#### WHAT TO WORK ON:
Within the entries below, find the portion that opens with the line containing "Where is the rustic" and closes with the line containing "Where is the weathered". Retype that portion exactly and only.

#### RECORDS FOR THIS EXERCISE:

══════════

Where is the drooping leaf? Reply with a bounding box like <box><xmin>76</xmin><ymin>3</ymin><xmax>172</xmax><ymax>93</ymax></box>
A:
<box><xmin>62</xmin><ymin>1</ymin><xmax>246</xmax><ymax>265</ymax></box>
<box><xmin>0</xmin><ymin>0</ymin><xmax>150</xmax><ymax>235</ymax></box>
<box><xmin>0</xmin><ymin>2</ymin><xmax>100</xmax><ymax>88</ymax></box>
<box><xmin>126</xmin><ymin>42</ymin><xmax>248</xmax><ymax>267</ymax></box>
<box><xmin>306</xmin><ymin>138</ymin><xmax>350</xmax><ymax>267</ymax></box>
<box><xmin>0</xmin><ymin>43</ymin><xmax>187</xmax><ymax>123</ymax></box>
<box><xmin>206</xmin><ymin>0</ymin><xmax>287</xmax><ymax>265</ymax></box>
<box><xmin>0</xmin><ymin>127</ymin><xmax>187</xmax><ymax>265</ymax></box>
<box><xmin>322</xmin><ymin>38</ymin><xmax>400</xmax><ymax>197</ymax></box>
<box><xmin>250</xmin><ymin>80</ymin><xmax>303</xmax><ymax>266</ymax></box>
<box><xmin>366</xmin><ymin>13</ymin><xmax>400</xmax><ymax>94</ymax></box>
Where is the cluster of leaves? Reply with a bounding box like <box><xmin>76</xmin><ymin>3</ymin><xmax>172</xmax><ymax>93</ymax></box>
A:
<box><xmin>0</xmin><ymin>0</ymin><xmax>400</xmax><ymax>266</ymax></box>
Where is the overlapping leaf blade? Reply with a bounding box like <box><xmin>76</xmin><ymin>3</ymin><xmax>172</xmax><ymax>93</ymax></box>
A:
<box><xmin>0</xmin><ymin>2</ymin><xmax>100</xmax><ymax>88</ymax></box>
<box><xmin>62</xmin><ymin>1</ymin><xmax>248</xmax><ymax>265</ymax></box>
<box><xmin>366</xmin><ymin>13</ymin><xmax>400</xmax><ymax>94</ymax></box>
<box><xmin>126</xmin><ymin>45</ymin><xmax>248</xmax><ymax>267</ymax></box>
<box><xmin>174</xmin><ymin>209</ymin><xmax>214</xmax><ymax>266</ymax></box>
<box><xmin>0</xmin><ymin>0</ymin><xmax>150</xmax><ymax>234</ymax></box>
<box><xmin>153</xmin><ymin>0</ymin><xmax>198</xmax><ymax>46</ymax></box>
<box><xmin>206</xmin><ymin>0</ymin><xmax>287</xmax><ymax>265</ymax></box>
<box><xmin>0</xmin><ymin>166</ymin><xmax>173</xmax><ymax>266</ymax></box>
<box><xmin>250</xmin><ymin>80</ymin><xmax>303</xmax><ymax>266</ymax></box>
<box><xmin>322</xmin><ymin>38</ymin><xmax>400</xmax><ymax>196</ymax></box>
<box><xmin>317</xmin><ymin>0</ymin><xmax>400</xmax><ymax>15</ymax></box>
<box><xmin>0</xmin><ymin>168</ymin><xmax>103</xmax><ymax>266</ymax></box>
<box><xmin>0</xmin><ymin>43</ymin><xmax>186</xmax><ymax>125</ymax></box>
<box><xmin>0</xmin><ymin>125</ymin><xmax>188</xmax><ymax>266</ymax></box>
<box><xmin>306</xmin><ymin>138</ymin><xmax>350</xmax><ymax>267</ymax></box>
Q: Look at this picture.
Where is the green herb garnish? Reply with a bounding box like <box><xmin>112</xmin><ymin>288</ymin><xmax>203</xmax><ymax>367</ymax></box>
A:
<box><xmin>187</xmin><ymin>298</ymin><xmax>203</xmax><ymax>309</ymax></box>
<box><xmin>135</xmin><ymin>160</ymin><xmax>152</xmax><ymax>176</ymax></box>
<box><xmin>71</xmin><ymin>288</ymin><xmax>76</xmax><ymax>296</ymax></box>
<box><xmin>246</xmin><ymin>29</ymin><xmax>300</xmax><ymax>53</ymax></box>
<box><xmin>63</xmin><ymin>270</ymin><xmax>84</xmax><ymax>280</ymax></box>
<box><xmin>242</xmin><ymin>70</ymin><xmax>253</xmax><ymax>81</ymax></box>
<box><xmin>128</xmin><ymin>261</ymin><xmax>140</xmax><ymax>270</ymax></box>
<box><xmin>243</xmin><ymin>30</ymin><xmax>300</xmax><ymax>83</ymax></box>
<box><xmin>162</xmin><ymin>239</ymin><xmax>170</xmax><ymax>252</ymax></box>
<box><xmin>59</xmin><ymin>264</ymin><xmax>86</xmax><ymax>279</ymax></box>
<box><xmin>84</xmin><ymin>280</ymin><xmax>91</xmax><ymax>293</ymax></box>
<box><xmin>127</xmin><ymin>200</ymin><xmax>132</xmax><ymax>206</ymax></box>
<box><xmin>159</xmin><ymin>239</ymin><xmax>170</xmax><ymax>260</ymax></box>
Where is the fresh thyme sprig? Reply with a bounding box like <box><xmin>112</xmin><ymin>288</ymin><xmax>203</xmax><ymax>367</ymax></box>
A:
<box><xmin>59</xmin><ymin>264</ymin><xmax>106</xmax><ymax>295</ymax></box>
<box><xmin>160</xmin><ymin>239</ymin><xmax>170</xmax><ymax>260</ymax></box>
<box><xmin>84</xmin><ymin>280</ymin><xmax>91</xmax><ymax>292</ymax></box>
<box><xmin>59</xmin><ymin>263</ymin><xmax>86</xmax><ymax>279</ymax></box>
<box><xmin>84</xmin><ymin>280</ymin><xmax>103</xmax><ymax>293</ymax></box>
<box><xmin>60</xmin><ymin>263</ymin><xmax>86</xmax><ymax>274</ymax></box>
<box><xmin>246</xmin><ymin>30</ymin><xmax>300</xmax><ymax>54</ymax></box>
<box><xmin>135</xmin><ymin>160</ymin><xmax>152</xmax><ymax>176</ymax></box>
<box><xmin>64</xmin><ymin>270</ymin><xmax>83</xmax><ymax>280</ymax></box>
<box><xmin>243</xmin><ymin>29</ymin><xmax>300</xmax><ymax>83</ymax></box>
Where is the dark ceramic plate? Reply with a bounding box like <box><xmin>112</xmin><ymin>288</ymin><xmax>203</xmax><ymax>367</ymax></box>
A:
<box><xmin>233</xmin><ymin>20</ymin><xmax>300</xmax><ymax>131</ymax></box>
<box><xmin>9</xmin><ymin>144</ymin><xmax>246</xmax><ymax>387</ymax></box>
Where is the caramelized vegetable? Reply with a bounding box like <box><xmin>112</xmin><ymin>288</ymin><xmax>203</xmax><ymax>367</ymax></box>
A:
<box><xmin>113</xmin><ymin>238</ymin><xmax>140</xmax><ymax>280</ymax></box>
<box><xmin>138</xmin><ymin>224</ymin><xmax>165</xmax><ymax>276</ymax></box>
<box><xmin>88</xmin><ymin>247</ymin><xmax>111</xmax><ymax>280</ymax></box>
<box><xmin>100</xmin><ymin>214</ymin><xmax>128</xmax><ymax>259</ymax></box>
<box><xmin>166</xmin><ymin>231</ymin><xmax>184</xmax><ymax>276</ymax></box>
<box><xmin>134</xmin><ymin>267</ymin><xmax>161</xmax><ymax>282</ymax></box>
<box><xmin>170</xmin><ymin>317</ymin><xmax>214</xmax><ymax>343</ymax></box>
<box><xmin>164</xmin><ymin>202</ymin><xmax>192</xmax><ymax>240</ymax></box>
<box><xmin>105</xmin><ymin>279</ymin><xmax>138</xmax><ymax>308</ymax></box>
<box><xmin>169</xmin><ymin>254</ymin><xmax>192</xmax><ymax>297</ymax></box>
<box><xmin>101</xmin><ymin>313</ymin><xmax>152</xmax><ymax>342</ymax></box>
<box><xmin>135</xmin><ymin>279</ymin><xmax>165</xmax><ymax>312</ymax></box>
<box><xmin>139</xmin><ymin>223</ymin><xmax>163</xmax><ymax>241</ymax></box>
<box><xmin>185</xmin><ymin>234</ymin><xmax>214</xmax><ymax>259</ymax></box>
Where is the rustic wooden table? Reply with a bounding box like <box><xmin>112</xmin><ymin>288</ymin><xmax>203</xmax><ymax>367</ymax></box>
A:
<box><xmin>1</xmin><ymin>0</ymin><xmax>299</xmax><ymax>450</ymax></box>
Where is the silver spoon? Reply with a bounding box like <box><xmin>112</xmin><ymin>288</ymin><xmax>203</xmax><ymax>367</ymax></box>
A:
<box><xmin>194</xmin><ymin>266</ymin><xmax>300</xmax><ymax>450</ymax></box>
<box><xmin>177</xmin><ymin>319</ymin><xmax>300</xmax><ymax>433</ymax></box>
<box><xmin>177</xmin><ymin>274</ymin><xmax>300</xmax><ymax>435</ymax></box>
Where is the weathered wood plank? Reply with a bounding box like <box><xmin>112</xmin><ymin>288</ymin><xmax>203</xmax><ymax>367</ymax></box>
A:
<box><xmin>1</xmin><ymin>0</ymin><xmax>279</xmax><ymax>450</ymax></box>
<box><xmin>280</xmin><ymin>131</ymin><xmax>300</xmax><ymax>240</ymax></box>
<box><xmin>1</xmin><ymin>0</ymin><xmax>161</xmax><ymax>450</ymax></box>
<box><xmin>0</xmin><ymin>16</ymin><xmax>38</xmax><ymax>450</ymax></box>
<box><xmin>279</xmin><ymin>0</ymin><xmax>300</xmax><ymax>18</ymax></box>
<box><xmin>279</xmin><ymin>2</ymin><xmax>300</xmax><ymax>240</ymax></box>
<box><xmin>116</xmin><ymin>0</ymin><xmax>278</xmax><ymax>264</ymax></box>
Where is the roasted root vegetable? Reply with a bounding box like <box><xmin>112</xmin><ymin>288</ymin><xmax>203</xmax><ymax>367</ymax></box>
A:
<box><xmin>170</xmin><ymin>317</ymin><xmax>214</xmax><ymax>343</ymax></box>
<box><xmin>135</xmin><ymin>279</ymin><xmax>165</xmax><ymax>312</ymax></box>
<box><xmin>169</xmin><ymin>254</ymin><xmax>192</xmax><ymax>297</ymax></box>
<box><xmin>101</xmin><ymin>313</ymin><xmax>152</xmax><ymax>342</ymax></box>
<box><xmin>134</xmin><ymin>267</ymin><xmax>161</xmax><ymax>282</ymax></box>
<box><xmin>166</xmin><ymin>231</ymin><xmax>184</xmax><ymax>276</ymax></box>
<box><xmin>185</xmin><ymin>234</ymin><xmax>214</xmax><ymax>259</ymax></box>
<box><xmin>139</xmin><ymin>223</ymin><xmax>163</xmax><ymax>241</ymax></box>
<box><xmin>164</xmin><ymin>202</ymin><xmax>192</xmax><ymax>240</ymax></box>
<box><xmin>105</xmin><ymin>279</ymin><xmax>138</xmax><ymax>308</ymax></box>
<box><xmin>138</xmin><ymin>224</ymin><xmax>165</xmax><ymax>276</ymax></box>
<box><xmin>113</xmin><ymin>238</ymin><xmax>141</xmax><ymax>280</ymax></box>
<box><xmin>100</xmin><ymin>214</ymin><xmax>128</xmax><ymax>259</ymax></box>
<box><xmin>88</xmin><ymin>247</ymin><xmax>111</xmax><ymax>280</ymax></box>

══════════

#### SOLUTION:
Where is the rustic wooden table? Reply with a bounding box like <box><xmin>112</xmin><ymin>288</ymin><xmax>203</xmax><ymax>367</ymax></box>
A:
<box><xmin>1</xmin><ymin>0</ymin><xmax>299</xmax><ymax>450</ymax></box>
Where is the silver spoon? Reply with a bounding box like <box><xmin>112</xmin><ymin>288</ymin><xmax>203</xmax><ymax>367</ymax></box>
A:
<box><xmin>194</xmin><ymin>266</ymin><xmax>300</xmax><ymax>450</ymax></box>
<box><xmin>177</xmin><ymin>319</ymin><xmax>300</xmax><ymax>433</ymax></box>
<box><xmin>177</xmin><ymin>274</ymin><xmax>300</xmax><ymax>435</ymax></box>
Where is the weathered wood plank? Reply with a bounding box like <box><xmin>112</xmin><ymin>288</ymin><xmax>203</xmax><ymax>367</ymax></box>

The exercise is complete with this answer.